■ TRY IT
Write out the entries verbatim and leave the images out of the copy.

===== TASK INPUTS

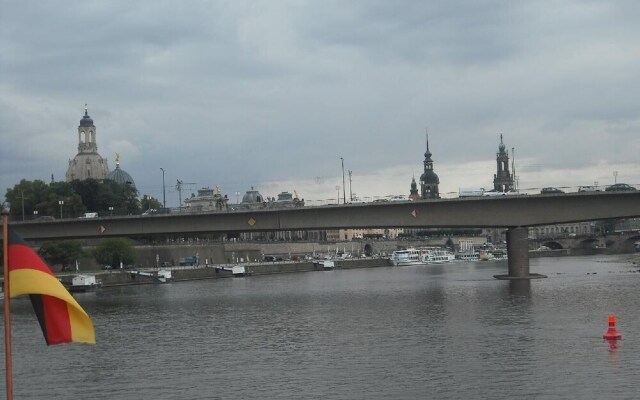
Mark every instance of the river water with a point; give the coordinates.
(440, 331)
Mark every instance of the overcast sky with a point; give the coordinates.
(271, 94)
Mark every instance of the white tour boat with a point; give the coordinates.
(407, 257)
(435, 255)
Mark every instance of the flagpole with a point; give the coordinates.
(7, 306)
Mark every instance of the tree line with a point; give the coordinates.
(37, 199)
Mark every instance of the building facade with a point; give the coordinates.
(87, 163)
(503, 179)
(429, 181)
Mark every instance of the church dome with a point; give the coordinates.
(86, 120)
(121, 176)
(429, 177)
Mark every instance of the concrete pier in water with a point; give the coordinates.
(518, 253)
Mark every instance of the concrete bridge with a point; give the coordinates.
(513, 212)
(617, 242)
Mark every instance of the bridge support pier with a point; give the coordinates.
(518, 254)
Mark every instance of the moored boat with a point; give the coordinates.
(435, 255)
(467, 256)
(83, 283)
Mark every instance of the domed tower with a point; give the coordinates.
(429, 181)
(413, 194)
(119, 175)
(502, 180)
(87, 163)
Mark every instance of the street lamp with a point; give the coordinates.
(350, 192)
(164, 198)
(344, 193)
(22, 198)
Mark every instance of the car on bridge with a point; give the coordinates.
(619, 187)
(551, 190)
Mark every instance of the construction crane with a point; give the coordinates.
(180, 186)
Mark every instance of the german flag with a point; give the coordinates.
(61, 318)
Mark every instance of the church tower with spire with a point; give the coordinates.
(413, 193)
(502, 180)
(87, 163)
(429, 181)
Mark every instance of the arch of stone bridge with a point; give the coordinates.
(553, 245)
(627, 245)
(590, 243)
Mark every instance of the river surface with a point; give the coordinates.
(440, 331)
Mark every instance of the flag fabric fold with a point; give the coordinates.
(60, 316)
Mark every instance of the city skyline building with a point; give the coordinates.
(429, 180)
(503, 178)
(88, 163)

==========

■ SOLUTION
Mark every instance of the river water with a point; give the coordinates.
(440, 331)
Mark every instance of the overcast sky with a point; give the coordinates.
(271, 94)
Mark every instance of the white tour boat with a point; give the coordinates.
(407, 257)
(435, 255)
Mark every instance of the flagpole with a point; give the coordinates.
(7, 306)
Mark every instance of the tree line with a point; give the coordinates.
(37, 199)
Mark every instance of the building facade with a point; give the coordinates.
(87, 163)
(503, 179)
(429, 181)
Mark every instance of the church dome with a point; give the coordinates.
(86, 120)
(121, 176)
(429, 177)
Mark every instance of the concrete pier in water with a point; give the coordinates.
(518, 253)
Mark every instance of the concrete bridge with a point; give the coordinates.
(513, 212)
(617, 242)
Mark every instance of the bridge support pier with a point; give the coordinates.
(518, 254)
Mark every instance of the moored boat with a point; give the coordinates.
(435, 255)
(467, 256)
(83, 283)
Mark every instance of the domed tower with a point; give the coordinates.
(429, 181)
(413, 194)
(119, 175)
(502, 180)
(87, 163)
Mark every instance of the street lamp with a point; give the coordinates.
(350, 192)
(164, 198)
(344, 193)
(22, 198)
Mark every instance of the car on bridge with a point; give the coordinates.
(619, 187)
(551, 190)
Mark every instance of the construction crane with a point; give the coordinates.
(180, 186)
Mark every instance of the german flag with a point; give the coordinates.
(61, 318)
Mark every instance of the church tower with spire with a point; give the coordinates.
(413, 193)
(502, 180)
(87, 163)
(429, 181)
Mark every instance of the arch of stone bridge with a point; give the coordinates.
(553, 245)
(627, 245)
(590, 243)
Mark every instance of the river surface with a point; give the coordinates.
(440, 331)
Mark every instance of the flag fabric fold with a point; give the coordinates.
(60, 316)
Mark every instance of the city skyline building with a point; give the coordinates.
(429, 180)
(503, 178)
(88, 163)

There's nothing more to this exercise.